ASSIGNED TASK: Among the entries below, find the line with "338L562 321L552 328L543", then quote it and each following line up to and including the line with "box: [0, 483, 986, 760]", and nothing else.

DATASET EXCERPTS:
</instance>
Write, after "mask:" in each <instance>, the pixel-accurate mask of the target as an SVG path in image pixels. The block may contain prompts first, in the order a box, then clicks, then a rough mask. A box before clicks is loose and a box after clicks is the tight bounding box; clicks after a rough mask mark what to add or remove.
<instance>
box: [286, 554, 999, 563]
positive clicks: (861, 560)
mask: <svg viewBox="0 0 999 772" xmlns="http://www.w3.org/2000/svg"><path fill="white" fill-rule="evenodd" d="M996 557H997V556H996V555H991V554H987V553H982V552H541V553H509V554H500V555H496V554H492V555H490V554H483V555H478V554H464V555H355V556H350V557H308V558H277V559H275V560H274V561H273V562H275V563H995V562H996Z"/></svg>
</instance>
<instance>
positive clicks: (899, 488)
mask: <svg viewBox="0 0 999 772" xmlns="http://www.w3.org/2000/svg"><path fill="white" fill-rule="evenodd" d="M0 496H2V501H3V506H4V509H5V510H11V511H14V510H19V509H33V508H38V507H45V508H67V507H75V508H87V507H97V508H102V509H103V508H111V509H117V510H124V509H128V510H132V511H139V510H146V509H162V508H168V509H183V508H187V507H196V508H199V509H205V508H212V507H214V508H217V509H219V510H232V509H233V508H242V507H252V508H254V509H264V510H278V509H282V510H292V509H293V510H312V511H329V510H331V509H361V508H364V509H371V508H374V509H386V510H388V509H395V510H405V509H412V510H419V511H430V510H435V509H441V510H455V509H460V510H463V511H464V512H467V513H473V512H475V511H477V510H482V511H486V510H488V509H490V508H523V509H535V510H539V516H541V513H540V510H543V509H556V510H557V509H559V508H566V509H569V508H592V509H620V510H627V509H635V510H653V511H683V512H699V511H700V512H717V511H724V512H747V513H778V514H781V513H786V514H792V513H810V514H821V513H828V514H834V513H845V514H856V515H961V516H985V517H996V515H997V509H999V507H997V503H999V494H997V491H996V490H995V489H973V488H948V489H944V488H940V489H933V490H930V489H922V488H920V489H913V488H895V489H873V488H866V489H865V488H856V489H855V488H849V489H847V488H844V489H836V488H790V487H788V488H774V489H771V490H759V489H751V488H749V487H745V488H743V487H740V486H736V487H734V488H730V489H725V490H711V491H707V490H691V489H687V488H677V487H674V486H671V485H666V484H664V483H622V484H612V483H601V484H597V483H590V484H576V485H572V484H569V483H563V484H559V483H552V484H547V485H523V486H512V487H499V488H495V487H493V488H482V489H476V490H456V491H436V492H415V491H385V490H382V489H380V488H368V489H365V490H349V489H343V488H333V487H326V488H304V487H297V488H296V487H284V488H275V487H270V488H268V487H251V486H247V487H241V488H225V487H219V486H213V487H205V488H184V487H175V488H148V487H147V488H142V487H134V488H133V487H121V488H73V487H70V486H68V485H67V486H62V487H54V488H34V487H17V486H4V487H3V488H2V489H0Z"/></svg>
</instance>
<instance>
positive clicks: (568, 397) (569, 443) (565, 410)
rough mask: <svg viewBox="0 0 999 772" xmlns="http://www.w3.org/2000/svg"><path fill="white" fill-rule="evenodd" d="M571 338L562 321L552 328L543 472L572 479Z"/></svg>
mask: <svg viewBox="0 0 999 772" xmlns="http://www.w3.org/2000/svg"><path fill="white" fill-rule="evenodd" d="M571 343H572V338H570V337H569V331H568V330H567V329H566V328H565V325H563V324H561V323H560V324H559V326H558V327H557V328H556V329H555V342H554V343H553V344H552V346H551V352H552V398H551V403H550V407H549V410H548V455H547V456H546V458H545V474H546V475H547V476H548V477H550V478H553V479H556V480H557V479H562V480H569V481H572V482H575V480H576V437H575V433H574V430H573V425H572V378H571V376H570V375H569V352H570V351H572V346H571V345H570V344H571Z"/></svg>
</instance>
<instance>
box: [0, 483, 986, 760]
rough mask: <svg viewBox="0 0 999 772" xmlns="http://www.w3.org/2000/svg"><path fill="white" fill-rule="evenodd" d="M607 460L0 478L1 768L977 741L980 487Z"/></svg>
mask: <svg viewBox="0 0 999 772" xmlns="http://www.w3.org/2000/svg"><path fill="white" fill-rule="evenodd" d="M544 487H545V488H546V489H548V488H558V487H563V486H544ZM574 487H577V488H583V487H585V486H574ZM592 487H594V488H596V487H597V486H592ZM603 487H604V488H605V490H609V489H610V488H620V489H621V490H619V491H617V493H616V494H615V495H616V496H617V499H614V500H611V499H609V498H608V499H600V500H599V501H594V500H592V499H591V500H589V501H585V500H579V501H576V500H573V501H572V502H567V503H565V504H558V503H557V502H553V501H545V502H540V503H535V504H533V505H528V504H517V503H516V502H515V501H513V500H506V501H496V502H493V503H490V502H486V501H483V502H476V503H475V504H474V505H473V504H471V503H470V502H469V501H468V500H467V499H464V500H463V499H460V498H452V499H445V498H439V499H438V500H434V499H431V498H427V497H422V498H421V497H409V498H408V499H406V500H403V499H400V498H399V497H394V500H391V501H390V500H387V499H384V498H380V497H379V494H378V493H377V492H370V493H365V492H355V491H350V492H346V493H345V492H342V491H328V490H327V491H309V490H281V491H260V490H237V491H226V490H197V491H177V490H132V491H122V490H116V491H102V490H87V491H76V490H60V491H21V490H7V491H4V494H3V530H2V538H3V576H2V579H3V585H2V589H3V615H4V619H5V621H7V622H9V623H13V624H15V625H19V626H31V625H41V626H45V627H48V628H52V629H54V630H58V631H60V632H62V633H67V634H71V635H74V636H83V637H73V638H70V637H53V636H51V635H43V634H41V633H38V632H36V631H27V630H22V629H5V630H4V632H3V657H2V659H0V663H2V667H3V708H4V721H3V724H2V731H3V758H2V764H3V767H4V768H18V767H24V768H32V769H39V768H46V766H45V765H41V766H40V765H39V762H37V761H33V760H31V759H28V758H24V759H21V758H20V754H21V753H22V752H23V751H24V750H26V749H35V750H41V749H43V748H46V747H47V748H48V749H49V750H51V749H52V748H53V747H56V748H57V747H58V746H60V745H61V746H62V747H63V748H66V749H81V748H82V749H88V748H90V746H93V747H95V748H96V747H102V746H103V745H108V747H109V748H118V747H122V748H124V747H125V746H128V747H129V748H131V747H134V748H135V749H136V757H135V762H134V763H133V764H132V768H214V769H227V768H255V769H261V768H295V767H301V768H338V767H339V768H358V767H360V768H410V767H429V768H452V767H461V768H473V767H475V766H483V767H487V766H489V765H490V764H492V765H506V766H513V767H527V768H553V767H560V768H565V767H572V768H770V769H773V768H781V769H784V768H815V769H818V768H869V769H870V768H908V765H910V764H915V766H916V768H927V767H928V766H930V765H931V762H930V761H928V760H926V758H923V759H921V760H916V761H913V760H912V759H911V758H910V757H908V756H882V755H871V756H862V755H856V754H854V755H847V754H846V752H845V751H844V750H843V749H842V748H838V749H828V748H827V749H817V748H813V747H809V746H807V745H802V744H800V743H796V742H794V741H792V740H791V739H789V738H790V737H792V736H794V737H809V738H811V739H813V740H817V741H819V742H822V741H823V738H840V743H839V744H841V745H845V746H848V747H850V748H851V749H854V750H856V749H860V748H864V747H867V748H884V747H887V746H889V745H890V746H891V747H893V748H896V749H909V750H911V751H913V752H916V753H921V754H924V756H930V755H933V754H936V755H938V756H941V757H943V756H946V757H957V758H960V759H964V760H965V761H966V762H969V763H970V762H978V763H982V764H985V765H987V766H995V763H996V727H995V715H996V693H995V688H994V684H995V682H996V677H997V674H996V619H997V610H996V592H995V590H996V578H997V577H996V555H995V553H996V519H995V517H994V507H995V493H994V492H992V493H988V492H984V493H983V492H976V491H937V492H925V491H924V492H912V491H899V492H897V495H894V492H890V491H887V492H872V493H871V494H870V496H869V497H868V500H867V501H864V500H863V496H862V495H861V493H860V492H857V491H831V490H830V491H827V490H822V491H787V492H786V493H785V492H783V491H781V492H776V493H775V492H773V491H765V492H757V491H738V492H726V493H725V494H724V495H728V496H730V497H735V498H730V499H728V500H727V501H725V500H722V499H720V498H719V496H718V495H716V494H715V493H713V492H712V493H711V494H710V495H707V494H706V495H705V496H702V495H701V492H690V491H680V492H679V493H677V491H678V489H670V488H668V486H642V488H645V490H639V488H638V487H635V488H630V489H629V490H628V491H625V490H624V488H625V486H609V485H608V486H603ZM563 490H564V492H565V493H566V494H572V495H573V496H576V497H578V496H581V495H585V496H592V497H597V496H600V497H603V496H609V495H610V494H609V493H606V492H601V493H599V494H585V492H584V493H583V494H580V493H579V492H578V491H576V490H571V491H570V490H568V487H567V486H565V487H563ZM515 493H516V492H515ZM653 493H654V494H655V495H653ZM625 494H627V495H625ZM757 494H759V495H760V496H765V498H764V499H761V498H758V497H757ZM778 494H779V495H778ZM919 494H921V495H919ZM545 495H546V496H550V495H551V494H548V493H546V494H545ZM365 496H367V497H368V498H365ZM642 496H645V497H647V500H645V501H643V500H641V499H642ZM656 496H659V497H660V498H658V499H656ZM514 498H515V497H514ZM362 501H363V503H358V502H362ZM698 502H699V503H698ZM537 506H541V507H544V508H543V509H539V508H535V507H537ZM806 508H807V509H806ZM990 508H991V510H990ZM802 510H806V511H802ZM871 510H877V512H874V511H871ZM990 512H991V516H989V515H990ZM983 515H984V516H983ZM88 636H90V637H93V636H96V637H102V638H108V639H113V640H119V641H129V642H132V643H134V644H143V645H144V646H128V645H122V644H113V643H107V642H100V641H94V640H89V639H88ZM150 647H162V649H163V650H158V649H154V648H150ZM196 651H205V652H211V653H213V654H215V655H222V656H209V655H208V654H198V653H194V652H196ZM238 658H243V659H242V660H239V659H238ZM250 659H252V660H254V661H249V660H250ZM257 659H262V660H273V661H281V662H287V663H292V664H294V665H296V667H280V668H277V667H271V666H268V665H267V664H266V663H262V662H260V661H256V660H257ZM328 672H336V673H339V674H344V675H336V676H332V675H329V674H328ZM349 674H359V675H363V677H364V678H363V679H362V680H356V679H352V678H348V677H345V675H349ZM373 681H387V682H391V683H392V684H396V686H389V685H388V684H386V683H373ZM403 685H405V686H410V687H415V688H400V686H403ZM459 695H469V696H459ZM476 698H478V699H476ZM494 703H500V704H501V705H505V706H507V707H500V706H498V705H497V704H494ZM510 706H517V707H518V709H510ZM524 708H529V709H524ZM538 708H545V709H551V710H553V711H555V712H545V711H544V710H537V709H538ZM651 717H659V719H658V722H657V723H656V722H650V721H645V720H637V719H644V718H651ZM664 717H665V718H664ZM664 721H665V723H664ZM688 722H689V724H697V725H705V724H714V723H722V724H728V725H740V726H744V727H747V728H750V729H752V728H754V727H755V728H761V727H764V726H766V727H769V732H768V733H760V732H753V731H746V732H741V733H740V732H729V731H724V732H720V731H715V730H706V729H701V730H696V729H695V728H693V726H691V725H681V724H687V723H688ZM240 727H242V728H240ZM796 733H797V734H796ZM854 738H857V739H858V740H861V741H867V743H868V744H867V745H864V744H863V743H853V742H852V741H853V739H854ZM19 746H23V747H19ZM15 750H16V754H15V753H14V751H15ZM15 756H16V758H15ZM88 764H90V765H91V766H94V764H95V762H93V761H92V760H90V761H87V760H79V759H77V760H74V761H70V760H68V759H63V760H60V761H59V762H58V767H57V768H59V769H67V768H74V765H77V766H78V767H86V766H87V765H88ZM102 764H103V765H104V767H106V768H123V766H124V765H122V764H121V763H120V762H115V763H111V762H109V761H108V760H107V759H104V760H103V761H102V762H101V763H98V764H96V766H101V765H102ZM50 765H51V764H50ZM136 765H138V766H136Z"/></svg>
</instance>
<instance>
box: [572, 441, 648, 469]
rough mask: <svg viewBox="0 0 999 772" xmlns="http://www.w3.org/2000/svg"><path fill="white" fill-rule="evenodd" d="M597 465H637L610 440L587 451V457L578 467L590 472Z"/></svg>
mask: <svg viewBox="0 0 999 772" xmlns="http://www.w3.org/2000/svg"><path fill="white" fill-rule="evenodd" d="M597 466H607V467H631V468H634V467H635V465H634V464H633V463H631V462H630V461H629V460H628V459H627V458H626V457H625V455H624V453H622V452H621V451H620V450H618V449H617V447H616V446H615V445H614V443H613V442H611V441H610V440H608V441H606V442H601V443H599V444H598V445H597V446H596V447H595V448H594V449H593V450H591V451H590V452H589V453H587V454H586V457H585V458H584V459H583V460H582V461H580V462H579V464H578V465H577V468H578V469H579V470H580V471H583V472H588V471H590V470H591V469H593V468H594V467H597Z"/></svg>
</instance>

SOLUTION:
rough mask: <svg viewBox="0 0 999 772" xmlns="http://www.w3.org/2000/svg"><path fill="white" fill-rule="evenodd" d="M571 338L562 321L552 328L543 472L572 479Z"/></svg>
mask: <svg viewBox="0 0 999 772" xmlns="http://www.w3.org/2000/svg"><path fill="white" fill-rule="evenodd" d="M571 343H572V338H570V337H569V331H568V330H567V329H566V328H565V325H563V324H561V323H560V324H559V326H558V327H557V328H556V329H555V342H554V343H553V344H552V346H551V352H552V398H551V403H550V407H549V410H548V455H547V456H546V458H545V474H546V475H547V476H548V477H550V478H553V479H556V480H557V479H562V480H569V481H572V482H575V480H576V437H575V433H574V430H573V425H572V378H571V376H570V375H569V352H570V351H572V346H571V345H570V344H571Z"/></svg>
</instance>
<instance>
box: [0, 483, 986, 760]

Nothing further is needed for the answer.